• _Written task_:
Render this sentence from the court opinion in Spanish: "The making of beer is prohibited by law."

• _Provided text_:
Opinion
5 Div. 433.
April 15, 1924. Rehearing Denied May 13, 1924.
Appeal from Circuit Court, Chambers County; Lum Duke, Judge.
Troup Glaze was convicted of distilling, and he appeals. Affirmed.
Certiorari denied by Supreme Court in Ex parte Glaze, 211 Ala. 418, 100 So. 630.
Hooton Hooton, of Roanoke, and D.W. Jackson, of Lafayette, for appellant.
The evidence was not sufficient to warrant a conviction. Moon v. State, 19 Ala. App. 176, 95 So. 830.
Harwell G. Davis, Atty Gen., and Lamar Field, Asst. Atty. Gen., for the State.
The making of beer is prohibited by law. Patterson v. State, 18 Ala. App. 55, 88 So. 360.
The first count of the indictment, under which this defendant was convicted, charged that he did distill, make, or manufacture alcoholic, spirituous, malted, or mixed liquors or beverages, a part of which was alcohol, contrary to law.
During the trial of this case several objections were interposed, but no exceptions were reserved to the rulings of the court, except in one instance, and that exception is without merit.
But one question is presented: The refusal of the affirmative charge requested in writing by defendant.

• _Record extracts_:
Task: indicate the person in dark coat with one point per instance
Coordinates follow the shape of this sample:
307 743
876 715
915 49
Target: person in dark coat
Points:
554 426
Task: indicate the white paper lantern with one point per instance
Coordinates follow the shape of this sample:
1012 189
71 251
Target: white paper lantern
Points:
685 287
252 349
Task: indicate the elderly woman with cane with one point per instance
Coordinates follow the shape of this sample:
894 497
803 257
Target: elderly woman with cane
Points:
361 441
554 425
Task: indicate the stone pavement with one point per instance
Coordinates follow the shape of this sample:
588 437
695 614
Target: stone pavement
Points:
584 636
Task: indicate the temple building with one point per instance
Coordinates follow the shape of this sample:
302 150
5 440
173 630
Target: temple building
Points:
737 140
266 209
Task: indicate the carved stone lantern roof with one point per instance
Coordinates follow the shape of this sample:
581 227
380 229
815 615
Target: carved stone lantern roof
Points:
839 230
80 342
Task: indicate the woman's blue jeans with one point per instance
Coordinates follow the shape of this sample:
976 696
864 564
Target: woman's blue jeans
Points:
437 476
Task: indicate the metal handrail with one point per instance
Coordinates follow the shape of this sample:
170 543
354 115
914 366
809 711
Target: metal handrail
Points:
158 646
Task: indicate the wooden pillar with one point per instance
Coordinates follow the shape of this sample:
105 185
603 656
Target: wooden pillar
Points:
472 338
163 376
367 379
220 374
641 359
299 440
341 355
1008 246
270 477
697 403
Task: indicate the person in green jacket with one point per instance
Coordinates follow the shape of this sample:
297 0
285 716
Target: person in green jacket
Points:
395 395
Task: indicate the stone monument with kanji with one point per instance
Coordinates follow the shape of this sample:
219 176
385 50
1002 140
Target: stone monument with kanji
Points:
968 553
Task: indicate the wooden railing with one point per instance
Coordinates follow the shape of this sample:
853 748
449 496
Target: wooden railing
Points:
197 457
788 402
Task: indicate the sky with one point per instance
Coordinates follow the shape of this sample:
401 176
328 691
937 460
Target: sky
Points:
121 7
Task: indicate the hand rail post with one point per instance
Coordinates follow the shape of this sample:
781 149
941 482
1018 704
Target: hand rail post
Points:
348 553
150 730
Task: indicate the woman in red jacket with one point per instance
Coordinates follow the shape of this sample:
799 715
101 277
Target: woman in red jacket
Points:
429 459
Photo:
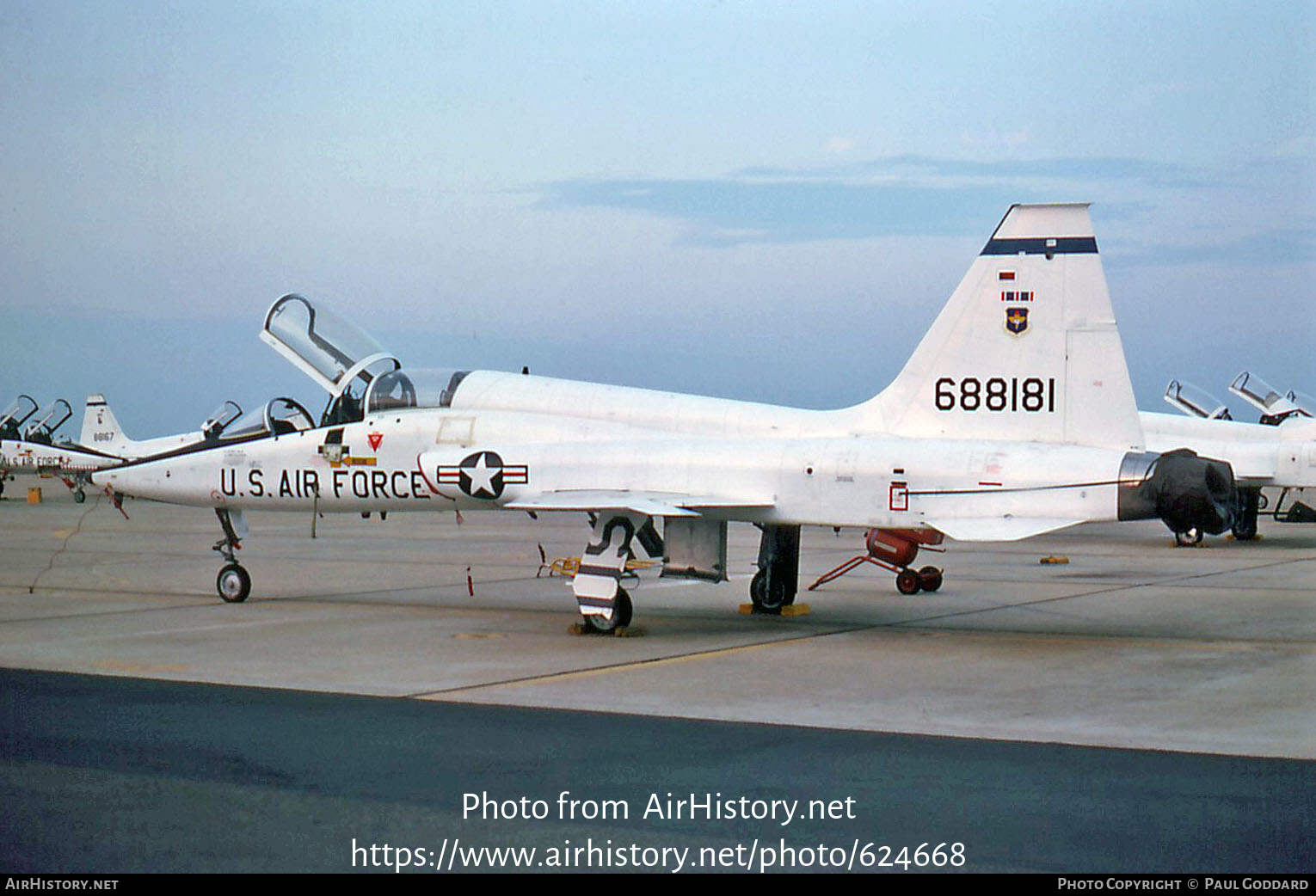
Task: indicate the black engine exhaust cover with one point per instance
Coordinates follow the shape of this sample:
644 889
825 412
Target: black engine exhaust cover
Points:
1178 487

• _Output for this exercise_:
La fabricación de cerveza está prohibida por la ley.